┌─ Record excerpts
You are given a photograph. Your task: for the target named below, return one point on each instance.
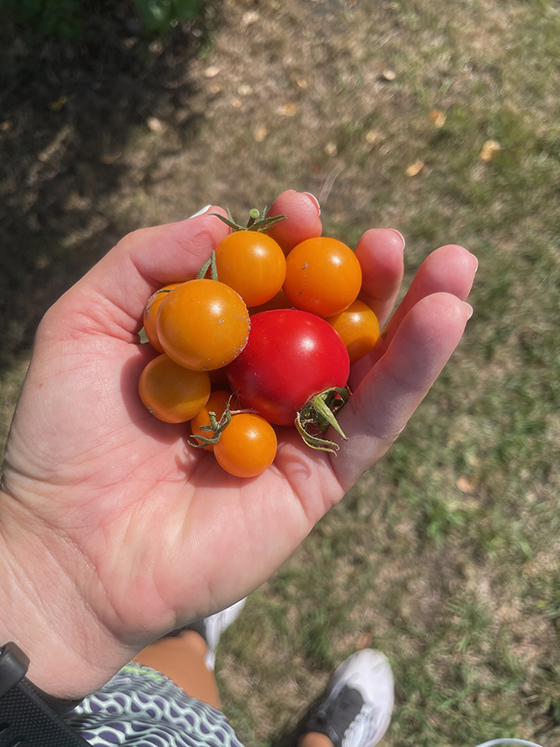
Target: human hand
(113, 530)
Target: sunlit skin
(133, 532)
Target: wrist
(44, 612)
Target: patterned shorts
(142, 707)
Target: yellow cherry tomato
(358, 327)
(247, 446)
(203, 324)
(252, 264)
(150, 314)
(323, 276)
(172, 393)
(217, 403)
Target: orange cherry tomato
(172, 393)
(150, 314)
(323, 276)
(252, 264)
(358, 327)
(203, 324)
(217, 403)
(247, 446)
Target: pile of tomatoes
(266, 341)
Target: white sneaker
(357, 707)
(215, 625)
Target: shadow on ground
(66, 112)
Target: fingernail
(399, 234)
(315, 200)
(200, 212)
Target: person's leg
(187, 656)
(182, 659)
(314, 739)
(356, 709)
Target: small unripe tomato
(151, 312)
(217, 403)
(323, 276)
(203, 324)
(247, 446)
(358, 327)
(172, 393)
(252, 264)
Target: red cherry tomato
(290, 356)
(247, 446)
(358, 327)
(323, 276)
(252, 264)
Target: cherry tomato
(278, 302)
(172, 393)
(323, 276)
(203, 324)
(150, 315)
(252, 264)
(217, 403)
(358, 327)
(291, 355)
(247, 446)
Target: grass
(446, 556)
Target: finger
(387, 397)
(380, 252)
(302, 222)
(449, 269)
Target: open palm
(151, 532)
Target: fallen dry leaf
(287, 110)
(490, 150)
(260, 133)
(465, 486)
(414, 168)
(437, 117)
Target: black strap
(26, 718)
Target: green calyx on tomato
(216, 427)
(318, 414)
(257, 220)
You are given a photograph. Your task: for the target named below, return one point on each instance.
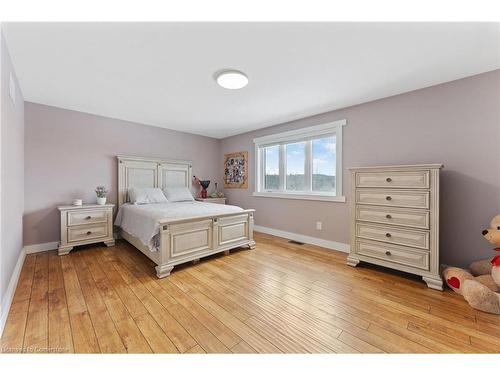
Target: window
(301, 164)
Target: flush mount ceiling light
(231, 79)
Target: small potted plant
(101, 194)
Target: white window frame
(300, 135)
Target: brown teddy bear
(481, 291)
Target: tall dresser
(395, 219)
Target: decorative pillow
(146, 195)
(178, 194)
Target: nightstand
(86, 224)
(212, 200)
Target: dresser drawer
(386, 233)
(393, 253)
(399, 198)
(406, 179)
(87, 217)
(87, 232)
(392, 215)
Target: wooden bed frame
└─
┌─ Record excerpts
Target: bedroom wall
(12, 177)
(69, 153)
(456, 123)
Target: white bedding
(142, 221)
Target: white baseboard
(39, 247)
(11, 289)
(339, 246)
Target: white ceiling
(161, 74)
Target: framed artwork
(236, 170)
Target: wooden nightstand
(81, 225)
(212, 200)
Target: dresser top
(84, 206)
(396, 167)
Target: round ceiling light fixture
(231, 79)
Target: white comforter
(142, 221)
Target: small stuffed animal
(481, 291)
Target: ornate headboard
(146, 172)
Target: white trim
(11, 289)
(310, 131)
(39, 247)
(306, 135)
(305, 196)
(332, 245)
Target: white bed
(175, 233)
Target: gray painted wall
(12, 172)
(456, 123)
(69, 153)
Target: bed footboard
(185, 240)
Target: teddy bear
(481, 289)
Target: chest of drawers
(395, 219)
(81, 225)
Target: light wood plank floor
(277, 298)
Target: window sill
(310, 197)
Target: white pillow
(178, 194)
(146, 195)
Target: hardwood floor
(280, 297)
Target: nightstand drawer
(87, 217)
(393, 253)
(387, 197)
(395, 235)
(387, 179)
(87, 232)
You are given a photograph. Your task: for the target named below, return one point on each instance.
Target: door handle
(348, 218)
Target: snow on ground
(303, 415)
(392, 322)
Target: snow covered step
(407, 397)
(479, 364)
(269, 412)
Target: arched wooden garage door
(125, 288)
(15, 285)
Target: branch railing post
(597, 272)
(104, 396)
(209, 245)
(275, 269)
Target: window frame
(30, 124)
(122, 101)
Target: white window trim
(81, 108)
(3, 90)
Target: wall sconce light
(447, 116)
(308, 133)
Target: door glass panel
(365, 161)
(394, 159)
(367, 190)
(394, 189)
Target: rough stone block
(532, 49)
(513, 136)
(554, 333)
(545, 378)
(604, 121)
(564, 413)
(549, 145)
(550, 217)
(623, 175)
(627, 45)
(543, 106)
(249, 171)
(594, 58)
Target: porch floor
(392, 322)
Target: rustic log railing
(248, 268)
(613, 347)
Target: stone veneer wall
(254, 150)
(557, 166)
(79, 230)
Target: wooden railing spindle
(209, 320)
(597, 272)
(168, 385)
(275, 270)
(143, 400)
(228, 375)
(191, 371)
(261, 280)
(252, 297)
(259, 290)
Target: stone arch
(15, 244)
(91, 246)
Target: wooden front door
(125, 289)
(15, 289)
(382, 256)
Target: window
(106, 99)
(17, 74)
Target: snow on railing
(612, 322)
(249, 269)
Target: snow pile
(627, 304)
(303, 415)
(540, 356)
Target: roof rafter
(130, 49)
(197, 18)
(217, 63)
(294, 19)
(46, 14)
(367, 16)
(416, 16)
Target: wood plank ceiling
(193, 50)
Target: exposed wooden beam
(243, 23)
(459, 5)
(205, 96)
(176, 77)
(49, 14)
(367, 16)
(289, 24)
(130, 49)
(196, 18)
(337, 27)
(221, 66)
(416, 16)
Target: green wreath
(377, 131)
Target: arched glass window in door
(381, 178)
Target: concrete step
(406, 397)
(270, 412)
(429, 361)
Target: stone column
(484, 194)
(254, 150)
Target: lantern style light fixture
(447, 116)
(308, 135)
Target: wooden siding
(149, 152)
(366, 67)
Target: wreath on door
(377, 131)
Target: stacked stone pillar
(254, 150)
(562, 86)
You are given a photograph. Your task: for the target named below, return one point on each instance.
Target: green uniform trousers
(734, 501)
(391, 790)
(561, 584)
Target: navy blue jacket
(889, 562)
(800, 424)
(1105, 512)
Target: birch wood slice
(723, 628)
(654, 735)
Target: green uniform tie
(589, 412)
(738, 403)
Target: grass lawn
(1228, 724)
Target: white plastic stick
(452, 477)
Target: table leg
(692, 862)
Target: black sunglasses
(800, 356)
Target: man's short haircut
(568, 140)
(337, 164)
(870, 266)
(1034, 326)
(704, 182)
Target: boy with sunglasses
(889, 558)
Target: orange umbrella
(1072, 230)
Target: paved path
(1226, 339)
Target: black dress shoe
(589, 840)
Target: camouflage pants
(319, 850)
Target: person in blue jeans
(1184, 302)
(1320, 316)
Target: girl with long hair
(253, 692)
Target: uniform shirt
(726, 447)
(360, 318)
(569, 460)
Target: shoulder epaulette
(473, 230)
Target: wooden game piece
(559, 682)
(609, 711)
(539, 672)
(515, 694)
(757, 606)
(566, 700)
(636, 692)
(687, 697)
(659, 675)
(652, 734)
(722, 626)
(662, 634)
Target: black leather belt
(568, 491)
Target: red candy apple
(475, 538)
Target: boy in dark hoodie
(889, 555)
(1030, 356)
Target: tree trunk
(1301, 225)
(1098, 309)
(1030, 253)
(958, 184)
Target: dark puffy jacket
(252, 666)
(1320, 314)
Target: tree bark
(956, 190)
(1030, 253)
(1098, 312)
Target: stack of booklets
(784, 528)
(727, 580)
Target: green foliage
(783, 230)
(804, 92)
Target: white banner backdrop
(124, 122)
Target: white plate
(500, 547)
└─
- [How to complete this task] Above are the records. Print exactly, and only, the lines from the line with "Target: tall dresser" to the line with "Target: wooden bed frame", both inclusive.

- [Task output]
Target: tall dresser
(395, 219)
Target: decorative pillow
(146, 195)
(178, 194)
Target: nightstand
(86, 224)
(212, 200)
Target: dresser drawer
(386, 233)
(393, 253)
(399, 198)
(406, 179)
(87, 217)
(87, 232)
(392, 215)
Target: wooden bed frame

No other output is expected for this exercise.